■ Work to do:
Copy every one of the records below word for word, from first to last.

(Bounding box labeling entries)
^^^^^^^^^^^^^^^^

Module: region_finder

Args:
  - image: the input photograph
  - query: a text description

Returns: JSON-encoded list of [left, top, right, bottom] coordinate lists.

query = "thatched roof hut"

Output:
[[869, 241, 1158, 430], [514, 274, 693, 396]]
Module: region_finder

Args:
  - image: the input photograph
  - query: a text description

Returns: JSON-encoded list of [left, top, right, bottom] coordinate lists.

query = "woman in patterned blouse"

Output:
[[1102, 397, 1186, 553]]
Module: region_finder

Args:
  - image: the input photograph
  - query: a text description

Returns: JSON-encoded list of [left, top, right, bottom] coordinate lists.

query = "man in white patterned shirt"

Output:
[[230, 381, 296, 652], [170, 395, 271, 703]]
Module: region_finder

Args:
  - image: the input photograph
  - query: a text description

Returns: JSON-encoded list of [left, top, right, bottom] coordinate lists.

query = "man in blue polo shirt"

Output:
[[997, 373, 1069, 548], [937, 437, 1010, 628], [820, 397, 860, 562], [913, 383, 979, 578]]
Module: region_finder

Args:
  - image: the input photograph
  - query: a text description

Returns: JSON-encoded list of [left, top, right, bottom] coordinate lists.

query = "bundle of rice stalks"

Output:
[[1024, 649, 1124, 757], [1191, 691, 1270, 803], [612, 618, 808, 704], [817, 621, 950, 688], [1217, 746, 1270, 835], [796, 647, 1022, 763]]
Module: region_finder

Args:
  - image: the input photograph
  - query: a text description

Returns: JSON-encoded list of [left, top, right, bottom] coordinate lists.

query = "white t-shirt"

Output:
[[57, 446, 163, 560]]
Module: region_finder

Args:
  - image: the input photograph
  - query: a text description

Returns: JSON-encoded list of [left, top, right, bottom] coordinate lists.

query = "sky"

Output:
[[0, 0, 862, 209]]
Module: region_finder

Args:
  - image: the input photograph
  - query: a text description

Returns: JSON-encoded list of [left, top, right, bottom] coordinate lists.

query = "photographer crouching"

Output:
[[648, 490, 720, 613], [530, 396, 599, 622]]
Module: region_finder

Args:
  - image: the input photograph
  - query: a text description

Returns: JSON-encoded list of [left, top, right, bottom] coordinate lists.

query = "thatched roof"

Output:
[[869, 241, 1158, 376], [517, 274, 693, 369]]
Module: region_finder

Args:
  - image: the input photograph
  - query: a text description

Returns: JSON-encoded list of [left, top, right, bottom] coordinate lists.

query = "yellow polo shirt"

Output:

^^^^^^^^^^^^^^^^

■ Reply:
Module: region_finder

Args:
  - image: the input photograph
  - query: a text description

Returns: JSON-encoded list of [left, top, right, bottom] coordinate lists.

query = "thatched roof hut"

Output:
[[869, 241, 1158, 430], [514, 274, 693, 396]]
Module: region_finder

Args:
  - image: the input photograph
  - query: a text description

Returns: JSON-encoded list of [left, top, right, bottom] coordinate lists.

query = "woman in patterned blouse"

Output:
[[1102, 397, 1186, 553]]
Module: region_finder

Args:
  - image: the input photograph
  - query: a text description

Returns: JSON-encoded list of [left, top, right, bottom] coordinate lists.

query = "man in white patterned shirt"

Output:
[[230, 381, 296, 652], [170, 395, 271, 703]]
Module: region_finder

Args:
  - image: the input photograph
  - query: a text description

Returns: JSON-encoded list of [left, top, right, bottom] coordinate lists.

query = "man in blue polo shirt"

Output:
[[997, 373, 1069, 548], [937, 437, 1010, 628], [820, 397, 860, 562], [913, 383, 979, 578]]
Module: region_finder

Args:
  - image: the input photograph
  - query: a text description

Returns: JSON-encoded list of [left, top, right, bottom] coordinate lists.

query = "bundle of rice stalks"

Output:
[[1024, 649, 1124, 757], [1191, 691, 1270, 803], [612, 618, 808, 704], [817, 621, 950, 688], [1217, 746, 1270, 835], [796, 647, 1022, 763]]
Module: region_finder

Args:
  - image: the input photograph
  - query: a text description

Returns: JSON-encoded list of [left, top, right, bottom] coordinate lists.

query = "white t-shirt"

Output:
[[57, 446, 163, 560]]
Module: region_finder

Args:
  - image: the input photograph
  - query: a text description

Returns: JSON-encoded list of [left, top, right, bottom] coordinate lists.

query = "sky"

Output:
[[0, 0, 862, 209]]
Module: region_finder

Args:
  - image: the input photograph
  - query: a text description

Returns: JSON-encoded list of [left, top, right, bottom] coordinate lists.

query = "photographer crouching"

Output:
[[648, 490, 720, 613], [530, 396, 599, 622]]
Module: region_finder

Args:
  - image: the input photograph
  - query: a text description

Returns: JSON-encoded list of [left, top, right, bottom] coordinate lists.

query = "thatched roof"

Output:
[[869, 241, 1158, 376], [517, 274, 693, 369]]
Module: region_finder

Args:
  - image: the input photograph
  - query: a text description

Returns: JSON-encoded list of [left, top, right, bottom] coordinate lists.

query = "yellow polo shirt"

Output:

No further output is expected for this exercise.